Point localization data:
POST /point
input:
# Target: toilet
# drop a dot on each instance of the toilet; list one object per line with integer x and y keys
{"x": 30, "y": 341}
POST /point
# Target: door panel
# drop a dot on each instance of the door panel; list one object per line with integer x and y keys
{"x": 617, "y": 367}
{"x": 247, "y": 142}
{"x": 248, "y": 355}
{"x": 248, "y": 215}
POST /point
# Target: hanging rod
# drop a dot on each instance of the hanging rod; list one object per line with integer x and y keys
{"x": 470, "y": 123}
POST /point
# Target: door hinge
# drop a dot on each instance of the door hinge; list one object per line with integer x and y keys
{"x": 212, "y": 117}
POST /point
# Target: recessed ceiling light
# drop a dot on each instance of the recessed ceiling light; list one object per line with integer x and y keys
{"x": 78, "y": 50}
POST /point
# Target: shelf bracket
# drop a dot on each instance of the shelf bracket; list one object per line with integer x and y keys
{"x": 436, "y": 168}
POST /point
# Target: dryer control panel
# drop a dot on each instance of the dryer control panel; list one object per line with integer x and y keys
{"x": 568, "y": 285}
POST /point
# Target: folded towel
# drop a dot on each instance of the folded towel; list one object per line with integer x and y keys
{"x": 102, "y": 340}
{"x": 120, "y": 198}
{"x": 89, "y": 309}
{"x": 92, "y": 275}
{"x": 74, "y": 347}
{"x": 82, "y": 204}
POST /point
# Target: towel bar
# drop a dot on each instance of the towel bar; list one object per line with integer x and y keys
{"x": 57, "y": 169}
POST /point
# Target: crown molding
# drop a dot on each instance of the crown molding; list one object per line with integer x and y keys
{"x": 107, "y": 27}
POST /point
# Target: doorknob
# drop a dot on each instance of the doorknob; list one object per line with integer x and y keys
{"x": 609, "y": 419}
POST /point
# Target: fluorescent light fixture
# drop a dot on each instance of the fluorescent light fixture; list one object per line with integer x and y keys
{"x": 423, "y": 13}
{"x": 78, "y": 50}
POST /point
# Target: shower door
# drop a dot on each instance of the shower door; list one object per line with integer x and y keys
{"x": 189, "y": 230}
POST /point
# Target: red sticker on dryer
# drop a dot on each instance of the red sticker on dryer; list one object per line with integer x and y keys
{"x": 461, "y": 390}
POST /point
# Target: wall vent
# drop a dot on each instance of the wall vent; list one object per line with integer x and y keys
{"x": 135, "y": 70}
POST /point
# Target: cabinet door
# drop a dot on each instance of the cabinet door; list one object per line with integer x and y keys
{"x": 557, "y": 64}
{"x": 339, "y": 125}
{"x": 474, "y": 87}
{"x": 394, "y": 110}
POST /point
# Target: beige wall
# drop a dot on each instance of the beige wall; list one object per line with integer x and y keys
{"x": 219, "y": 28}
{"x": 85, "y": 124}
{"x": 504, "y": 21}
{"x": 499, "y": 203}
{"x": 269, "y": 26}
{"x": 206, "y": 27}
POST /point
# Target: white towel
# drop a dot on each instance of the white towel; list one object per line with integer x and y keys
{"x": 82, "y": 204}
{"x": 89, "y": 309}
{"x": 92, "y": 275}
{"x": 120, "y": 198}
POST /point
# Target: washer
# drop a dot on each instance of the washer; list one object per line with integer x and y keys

Task objective:
Please go over the data above and copy each line with "washer" in it.

Solution to this exercise:
# Target: washer
# drop a dot on each instance of the washer; list one object per line with integer x and y keys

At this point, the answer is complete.